◆ Exercise instructions ◆
Set out every line of the items below as a Markdown table with two columns, Row and Line. Number each row, skip blank lines, and leave out the pictures.

-- begin The input --

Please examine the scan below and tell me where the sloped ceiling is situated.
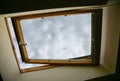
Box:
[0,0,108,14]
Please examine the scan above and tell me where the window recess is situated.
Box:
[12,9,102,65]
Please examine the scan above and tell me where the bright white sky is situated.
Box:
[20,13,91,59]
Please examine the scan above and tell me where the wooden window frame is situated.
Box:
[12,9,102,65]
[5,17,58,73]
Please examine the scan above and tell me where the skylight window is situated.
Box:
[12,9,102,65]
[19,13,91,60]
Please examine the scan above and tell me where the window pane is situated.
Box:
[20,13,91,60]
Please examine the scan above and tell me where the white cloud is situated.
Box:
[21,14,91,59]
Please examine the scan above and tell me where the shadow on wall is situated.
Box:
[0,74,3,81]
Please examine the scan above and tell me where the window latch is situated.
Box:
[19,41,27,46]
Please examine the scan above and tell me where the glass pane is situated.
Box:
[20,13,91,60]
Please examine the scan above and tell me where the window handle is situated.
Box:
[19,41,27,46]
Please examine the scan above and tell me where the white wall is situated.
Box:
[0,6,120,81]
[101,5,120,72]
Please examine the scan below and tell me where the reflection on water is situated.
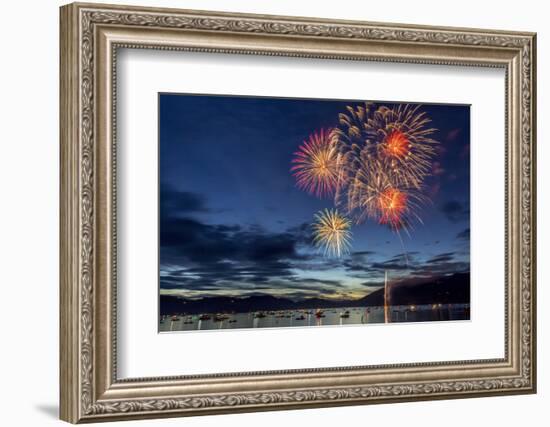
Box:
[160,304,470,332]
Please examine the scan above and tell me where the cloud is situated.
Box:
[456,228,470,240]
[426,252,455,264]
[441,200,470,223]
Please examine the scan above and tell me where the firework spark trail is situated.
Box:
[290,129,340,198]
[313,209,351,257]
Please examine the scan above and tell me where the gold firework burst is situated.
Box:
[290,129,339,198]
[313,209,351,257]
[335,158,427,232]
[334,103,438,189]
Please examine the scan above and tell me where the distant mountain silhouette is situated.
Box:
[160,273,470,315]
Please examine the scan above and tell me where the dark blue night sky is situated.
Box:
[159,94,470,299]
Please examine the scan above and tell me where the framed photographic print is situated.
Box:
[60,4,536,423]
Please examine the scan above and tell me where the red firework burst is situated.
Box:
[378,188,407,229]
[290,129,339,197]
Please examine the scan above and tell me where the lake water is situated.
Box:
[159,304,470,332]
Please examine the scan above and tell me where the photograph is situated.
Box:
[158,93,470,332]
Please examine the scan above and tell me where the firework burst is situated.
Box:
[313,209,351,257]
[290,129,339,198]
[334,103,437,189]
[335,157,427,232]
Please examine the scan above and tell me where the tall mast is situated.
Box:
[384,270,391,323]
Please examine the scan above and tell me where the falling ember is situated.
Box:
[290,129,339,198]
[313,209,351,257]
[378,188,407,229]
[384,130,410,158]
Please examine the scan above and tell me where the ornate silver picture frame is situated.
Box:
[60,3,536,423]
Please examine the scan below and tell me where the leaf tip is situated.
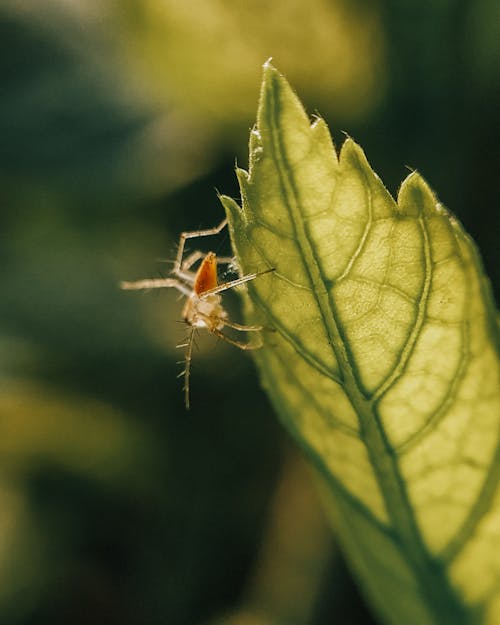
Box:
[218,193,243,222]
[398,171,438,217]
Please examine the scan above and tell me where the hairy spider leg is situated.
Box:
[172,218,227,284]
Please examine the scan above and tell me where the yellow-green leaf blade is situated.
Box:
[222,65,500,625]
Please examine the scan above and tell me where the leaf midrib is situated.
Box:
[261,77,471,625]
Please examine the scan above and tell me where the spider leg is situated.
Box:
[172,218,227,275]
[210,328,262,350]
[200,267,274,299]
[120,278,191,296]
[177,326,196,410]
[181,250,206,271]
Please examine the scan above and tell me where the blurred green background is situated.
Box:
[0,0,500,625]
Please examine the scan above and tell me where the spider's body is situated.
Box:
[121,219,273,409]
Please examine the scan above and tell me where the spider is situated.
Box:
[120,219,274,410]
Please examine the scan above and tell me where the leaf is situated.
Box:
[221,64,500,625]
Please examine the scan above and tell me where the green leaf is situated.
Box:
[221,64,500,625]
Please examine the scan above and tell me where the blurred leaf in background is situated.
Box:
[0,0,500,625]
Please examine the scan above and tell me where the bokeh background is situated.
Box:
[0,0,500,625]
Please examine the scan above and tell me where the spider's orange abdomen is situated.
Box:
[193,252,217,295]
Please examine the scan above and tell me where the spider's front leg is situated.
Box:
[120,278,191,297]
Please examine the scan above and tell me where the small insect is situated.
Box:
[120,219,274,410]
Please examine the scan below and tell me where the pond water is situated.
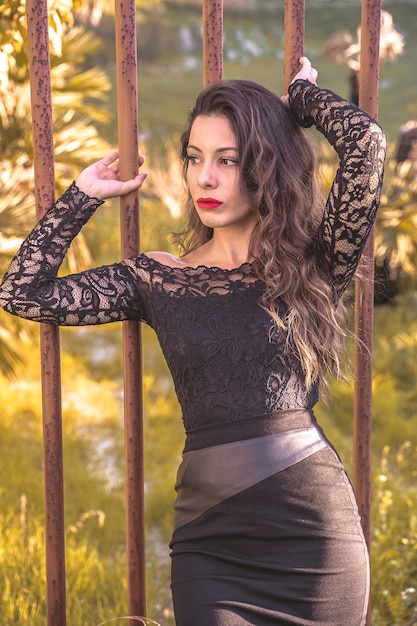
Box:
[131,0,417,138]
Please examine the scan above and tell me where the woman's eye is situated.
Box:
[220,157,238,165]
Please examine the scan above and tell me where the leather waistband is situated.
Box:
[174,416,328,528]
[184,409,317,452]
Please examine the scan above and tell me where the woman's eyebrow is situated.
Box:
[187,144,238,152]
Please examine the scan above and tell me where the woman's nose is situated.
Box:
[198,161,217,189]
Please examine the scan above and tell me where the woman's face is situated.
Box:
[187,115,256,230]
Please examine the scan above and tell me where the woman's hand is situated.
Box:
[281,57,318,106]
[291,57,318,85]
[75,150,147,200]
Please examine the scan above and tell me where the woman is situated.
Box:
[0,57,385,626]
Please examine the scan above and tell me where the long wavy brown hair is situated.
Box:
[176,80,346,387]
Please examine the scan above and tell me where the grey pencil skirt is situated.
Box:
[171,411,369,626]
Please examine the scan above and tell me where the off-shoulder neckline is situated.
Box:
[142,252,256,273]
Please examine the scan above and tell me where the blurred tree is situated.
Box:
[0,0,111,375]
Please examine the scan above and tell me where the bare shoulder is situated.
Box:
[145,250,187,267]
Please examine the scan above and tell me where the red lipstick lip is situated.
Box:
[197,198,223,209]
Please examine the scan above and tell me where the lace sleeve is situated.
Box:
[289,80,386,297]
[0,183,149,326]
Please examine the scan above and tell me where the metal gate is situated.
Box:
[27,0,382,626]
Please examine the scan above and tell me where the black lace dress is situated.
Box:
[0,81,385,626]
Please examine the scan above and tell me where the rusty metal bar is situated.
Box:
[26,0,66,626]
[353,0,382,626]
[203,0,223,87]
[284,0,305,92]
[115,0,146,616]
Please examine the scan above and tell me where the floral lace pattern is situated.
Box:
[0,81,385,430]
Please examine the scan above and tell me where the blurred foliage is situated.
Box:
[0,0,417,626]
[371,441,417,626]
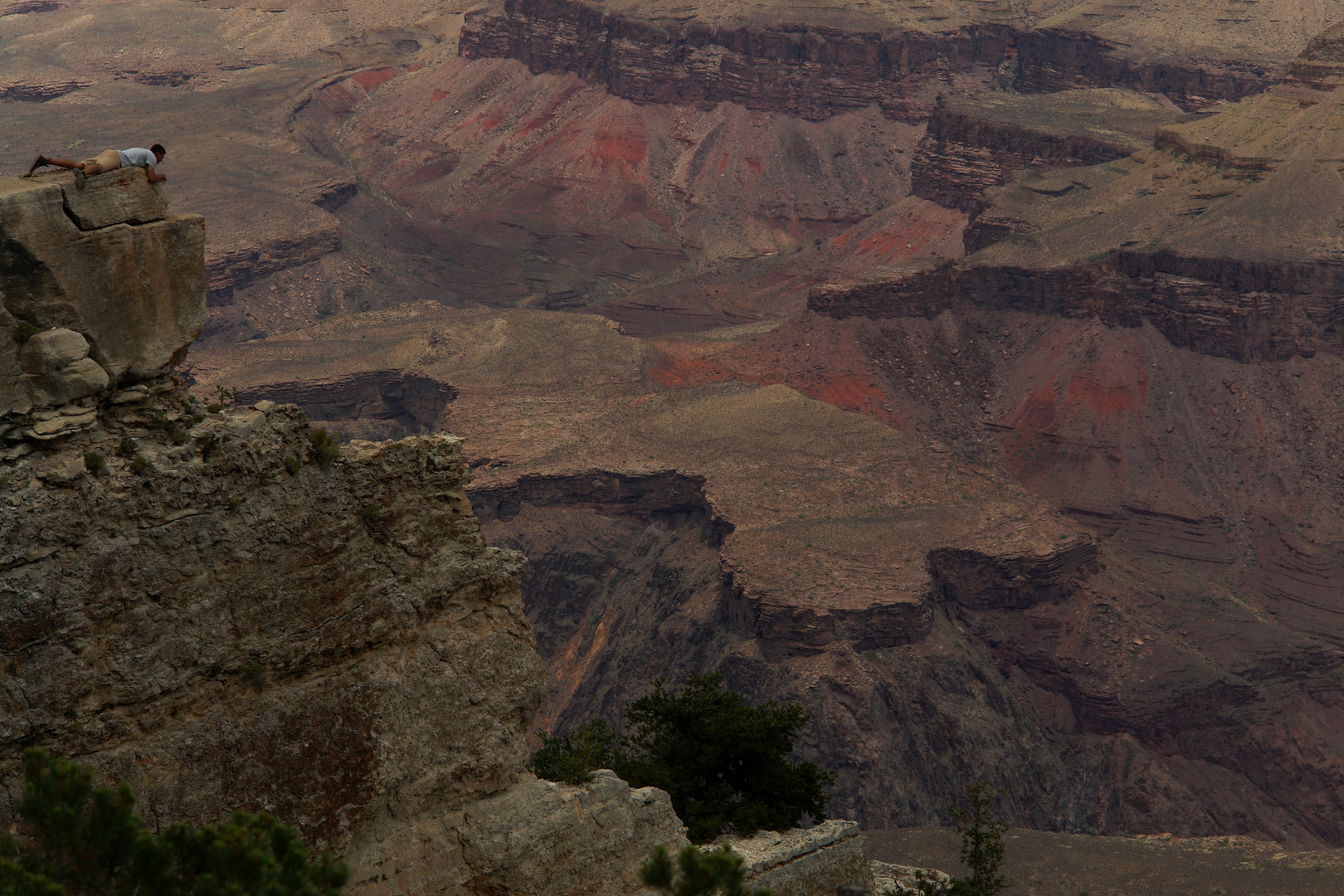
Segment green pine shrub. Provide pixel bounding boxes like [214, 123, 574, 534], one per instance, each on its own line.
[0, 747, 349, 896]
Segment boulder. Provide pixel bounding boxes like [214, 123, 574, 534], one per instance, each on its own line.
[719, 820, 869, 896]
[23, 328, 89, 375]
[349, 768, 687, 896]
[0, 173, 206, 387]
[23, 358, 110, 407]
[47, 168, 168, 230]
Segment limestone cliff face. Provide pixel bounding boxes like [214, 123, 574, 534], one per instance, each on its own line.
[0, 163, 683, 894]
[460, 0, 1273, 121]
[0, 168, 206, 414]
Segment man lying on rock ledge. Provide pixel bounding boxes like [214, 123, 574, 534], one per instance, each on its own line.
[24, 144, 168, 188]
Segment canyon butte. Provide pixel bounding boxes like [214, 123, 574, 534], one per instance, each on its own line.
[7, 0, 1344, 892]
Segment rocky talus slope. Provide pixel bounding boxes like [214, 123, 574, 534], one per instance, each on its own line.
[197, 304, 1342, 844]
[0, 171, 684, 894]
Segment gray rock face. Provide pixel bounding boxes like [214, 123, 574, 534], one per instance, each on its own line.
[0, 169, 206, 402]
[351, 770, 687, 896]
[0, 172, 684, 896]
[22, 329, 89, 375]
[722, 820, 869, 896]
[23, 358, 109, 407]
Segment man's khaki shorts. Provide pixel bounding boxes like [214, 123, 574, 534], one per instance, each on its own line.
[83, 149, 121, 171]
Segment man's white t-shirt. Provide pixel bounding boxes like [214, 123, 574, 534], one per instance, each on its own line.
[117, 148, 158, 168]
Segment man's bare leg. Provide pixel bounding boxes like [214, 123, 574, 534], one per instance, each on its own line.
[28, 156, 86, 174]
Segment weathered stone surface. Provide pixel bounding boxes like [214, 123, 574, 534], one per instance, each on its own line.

-- end The input --

◆ Written solution ◆
| Row | Line |
|---|---|
| 1 | Please examine the scan below and tell me where the sloped ceiling is situated. |
| 2 | Box: |
| 3 | [0,0,108,14] |
| 4 | Please examine the scan above and tell me where the window recess is situated. |
| 5 | Box: |
| 6 | [12,9,102,65] |
| 7 | Please examine the scan above and tell me where the bright white sky is situated. |
| 8 | Box: |
| 9 | [20,13,91,59] |
| 10 | Please examine the scan above and tell me where the wooden window frame is situated. |
| 11 | Box: |
| 12 | [12,9,102,65] |
| 13 | [5,17,58,73] |
| 14 | Please examine the scan above and tell me where the skylight window is situated. |
| 15 | Box: |
| 16 | [12,9,102,65] |
| 17 | [19,13,91,60] |
| 18 | Please examine the scan above and tell me where the window pane is situated. |
| 19 | Box: |
| 20 | [20,13,91,60] |
| 21 | Please examine the scan above and tell me where the white cloud is situated. |
| 22 | Box: |
| 23 | [21,14,91,59] |
| 24 | Please examine the scan above and tell me where the shadow on wall is situated. |
| 25 | Box: |
| 26 | [0,74,3,81] |
| 27 | Please examine the scan above and tell me where the window latch is situated. |
| 28 | Box: |
| 29 | [19,41,27,46] |
| 30 | Please examine the scan above and tell me where the glass pane is situated. |
| 31 | Box: |
| 32 | [20,13,91,60] |
| 33 | Please examine the scan above and tell me where the window handle is situated. |
| 34 | Box: |
| 35 | [19,41,27,46] |
| 36 | Please examine the scan above and tell me where the white wall is situated. |
| 37 | Box: |
| 38 | [0,6,120,81] |
| 39 | [101,5,120,72] |
| 40 | Please examine the scan below and tell me where the reflection on water is situated. |
| 41 | Box: |
| 42 | [160,304,470,332] |
| 43 | Please examine the scan above and tell me where the cloud is situated. |
| 44 | Box: |
| 45 | [456,228,470,240] |
| 46 | [426,252,455,264] |
| 47 | [441,200,470,223] |
| 48 | Please examine the scan above and tell me where the firework spark trail is situated. |
| 49 | Box: |
| 50 | [290,129,340,198] |
| 51 | [313,209,351,257] |
| 52 | Please examine the scan above and tell me where the gold firework burst is situated. |
| 53 | Box: |
| 54 | [290,129,339,198] |
| 55 | [313,209,351,257] |
| 56 | [335,158,427,232] |
| 57 | [334,103,438,189] |
| 58 | Please examine the scan above and tell me where the distant mountain silhouette is situated. |
| 59 | Box: |
| 60 | [160,273,470,315] |
| 61 | Please examine the scan above and tell me where the dark blue night sky is situated. |
| 62 | Box: |
| 63 | [159,94,470,299] |
| 64 | Please examine the scan above and tell me where the framed photographic print is situated. |
| 65 | Box: |
| 66 | [60,4,536,423] |
| 67 | Please examine the scan above and tell me where the red firework burst is situated. |
| 68 | Box: |
| 69 | [378,188,407,229] |
| 70 | [290,129,339,197] |
| 71 | Please examine the scan above and tell me where the lake water is situated. |
| 72 | Box: |
| 73 | [159,304,470,332] |
| 74 | Please examine the scan above and tell me where the photograph is situated. |
| 75 | Box: |
| 76 | [158,93,470,332] |
| 77 | Please examine the scan above and tell me where the firework burst is situated. |
| 78 | Box: |
| 79 | [313,209,351,257] |
| 80 | [290,129,339,198] |
| 81 | [334,103,437,189] |
| 82 | [335,157,427,232] |
| 83 | Please examine the scan above and tell me where the tall mast is situated. |
| 84 | Box: |
| 85 | [384,270,391,323] |
| 86 | Please examine the scan above and tell me where the falling ember is situated. |
| 87 | Box: |
| 88 | [290,129,339,198] |
| 89 | [313,209,351,257] |
| 90 | [378,188,407,229] |
| 91 | [384,130,410,158] |
| 92 | Please examine the scan above and tell me where the ornate silver picture frame is situated. |
| 93 | Box: |
| 94 | [60,3,536,423] |
| 95 | Please examine the scan below and tell me where the leaf tip is situated. |
| 96 | Box: |
| 97 | [218,193,243,222] |
| 98 | [398,171,438,217] |
| 99 | Please examine the scan above and tell me where the hairy spider leg is situated. |
| 100 | Box: |
| 101 | [172,218,227,284] |
| 102 | Please examine the scan above and tell me where the yellow-green leaf blade is situated. |
| 103 | Box: |
| 104 | [222,65,500,625] |
| 105 | Please examine the scan above and tell me where the leaf midrib is situated. |
| 106 | Box: |
| 107 | [261,77,471,625] |
| 108 | Please examine the scan above and tell me where the spider leg is situated. |
| 109 | Box: |
| 110 | [172,218,227,275] |
| 111 | [210,328,262,350] |
| 112 | [200,267,274,299] |
| 113 | [120,278,191,296] |
| 114 | [177,326,196,410] |
| 115 | [181,250,206,271] |
| 116 | Please examine the scan above and tell me where the blurred green background is situated. |
| 117 | Box: |
| 118 | [0,0,500,625] |
| 119 | Please examine the scan above and tell me where the spider's body is situated. |
| 120 | Box: |
| 121 | [121,219,273,409] |
| 122 | Please examine the scan above and tell me where the spider is situated. |
| 123 | Box: |
| 124 | [120,219,274,410] |
| 125 | Please examine the scan above and tell me where the leaf is situated. |
| 126 | Box: |
| 127 | [221,64,500,625] |
| 128 | Please examine the scan above and tell me where the green leaf is situated. |
| 129 | Box: |
| 130 | [221,64,500,625] |
| 131 | Please examine the scan above and tell me where the blurred leaf in background is situated. |
| 132 | Box: |
| 133 | [0,0,500,625] |
| 134 | Please examine the scan above and tell me where the bokeh background is situated. |
| 135 | Box: |
| 136 | [0,0,500,625] |
| 137 | Please examine the scan above and tell me where the spider's orange abdomen is situated. |
| 138 | Box: |
| 139 | [193,252,217,295] |
| 140 | Please examine the scan above and tell me where the spider's front leg is situated. |
| 141 | Box: |
| 142 | [120,278,191,297] |
| 143 | Please examine the scan above and tell me where the small insect is situated. |
| 144 | Box: |
| 145 | [120,219,274,410] |
| 146 | Please examine the scan below and tell me where the pond water is situated. |
| 147 | Box: |
| 148 | [131,0,417,138] |
| 149 | Please examine the scan above and tell me where the woman's eye is situated. |
| 150 | Box: |
| 151 | [220,157,238,165] |
| 152 | Please examine the scan above and tell me where the leather waistband is situated. |
| 153 | Box: |
| 154 | [174,416,328,528] |
| 155 | [184,409,317,452] |
| 156 | Please examine the scan above and tell me where the woman's eyebrow is situated. |
| 157 | Box: |
| 158 | [187,144,238,152] |
| 159 | Please examine the scan above and tell me where the woman's nose is situated. |
| 160 | Box: |
| 161 | [198,161,217,189] |
| 162 | Please examine the scan above and tell me where the woman's face is situated. |
| 163 | Box: |
| 164 | [187,115,256,230] |
| 165 | Please examine the scan above and tell me where the woman's hand is situated. |
| 166 | Box: |
| 167 | [281,57,318,106] |
| 168 | [291,57,318,85] |
| 169 | [75,150,147,200] |
| 170 | Please examine the scan above and tell me where the woman is situated. |
| 171 | Box: |
| 172 | [0,57,385,626] |
| 173 | Please examine the scan above and tell me where the long wavy brown hair is situated. |
| 174 | Box: |
| 175 | [176,80,346,387] |
| 176 | Please examine the scan above and tell me where the grey pencil skirt is situated. |
| 177 | Box: |
| 178 | [171,411,369,626] |
| 179 | Please examine the scan above and tell me where the off-shoulder neckline is situated. |
| 180 | Box: |
| 181 | [142,252,256,273] |
| 182 | Please examine the scan above and tell me where the blurred tree is situated. |
| 183 | Box: |
| 184 | [0,0,111,375] |
| 185 | Please examine the scan above and tell me where the bare shoulder is situated. |
| 186 | Box: |
| 187 | [145,250,187,267] |
| 188 | Please examine the scan above and tell me where the red lipstick lip is situated. |
| 189 | Box: |
| 190 | [197,198,223,209] |
| 191 | Please examine the scan above and tell me where the lace sleeve is situated. |
| 192 | Box: |
| 193 | [289,80,386,297] |
| 194 | [0,183,149,326] |
| 195 | Please examine the scan above and tell me where the metal gate is situated. |
| 196 | Box: |
| 197 | [27,0,382,626] |
| 198 | Please examine the scan above and tell me where the black lace dress is situated. |
| 199 | Box: |
| 200 | [0,81,385,626] |
| 201 | Please examine the scan above and tell me where the rusty metal bar is situated. |
| 202 | Box: |
| 203 | [26,0,66,626] |
| 204 | [353,0,382,626] |
| 205 | [203,0,223,87] |
| 206 | [284,0,305,92] |
| 207 | [115,0,146,616] |
| 208 | Please examine the scan above and tell me where the floral lace pattern is situated. |
| 209 | Box: |
| 210 | [0,81,385,430] |
| 211 | Please examine the scan above and tell me where the blurred foliage is situated. |
| 212 | Box: |
| 213 | [0,0,417,626] |
| 214 | [371,441,417,626] |
| 215 | Segment green pine shrub. Provide pixel bounding boxes like [214, 123, 574, 534], one per instance, each on its own line. |
| 216 | [0, 747, 349, 896] |
| 217 | Segment boulder. Provide pixel bounding boxes like [214, 123, 574, 534], one per instance, each on its own line. |
| 218 | [719, 820, 869, 896] |
| 219 | [23, 328, 89, 375] |
| 220 | [349, 768, 687, 896] |
| 221 | [0, 173, 206, 387] |
| 222 | [23, 358, 110, 407] |
| 223 | [47, 168, 168, 230] |
| 224 | Segment limestone cliff face. Provide pixel bounding boxes like [214, 123, 574, 534], one per instance, each on its own line. |
| 225 | [0, 163, 683, 894] |
| 226 | [460, 0, 1273, 121] |
| 227 | [0, 168, 206, 414] |
| 228 | Segment man lying on rock ledge. Provide pixel bounding boxes like [214, 123, 574, 534], one per instance, each on its own line. |
| 229 | [24, 144, 168, 188] |
| 230 | Segment canyon butte. Provide pixel bounding boxes like [214, 123, 574, 534], one per instance, each on its own line. |
| 231 | [7, 0, 1344, 892] |
| 232 | Segment rocky talus slope. Provide pixel bounding boxes like [214, 123, 574, 534], one per instance, each on its own line. |
| 233 | [197, 304, 1342, 844] |
| 234 | [0, 171, 684, 894] |
| 235 | Segment gray rock face. Provide pixel bounding boxes like [214, 123, 574, 534], one per instance, each on its own line. |
| 236 | [0, 169, 206, 402] |
| 237 | [351, 770, 687, 896] |
| 238 | [0, 172, 684, 896] |
| 239 | [22, 329, 89, 375] |
| 240 | [722, 820, 869, 896] |
| 241 | [23, 358, 109, 407] |
| 242 | Segment man's khaki shorts. Provide pixel bounding boxes like [214, 123, 574, 534], one per instance, each on its own line. |
| 243 | [83, 149, 121, 171] |
| 244 | Segment man's white t-shirt. Provide pixel bounding boxes like [214, 123, 574, 534], one per instance, each on its own line. |
| 245 | [117, 148, 158, 168] |
| 246 | Segment man's bare leg. Provide pixel bounding boxes like [214, 123, 574, 534], one per instance, each on its own line. |
| 247 | [28, 156, 86, 174] |
| 248 | Segment weathered stone surface. Provide pixel bounding boxes like [214, 123, 574, 534], one per instance, each on its own line. |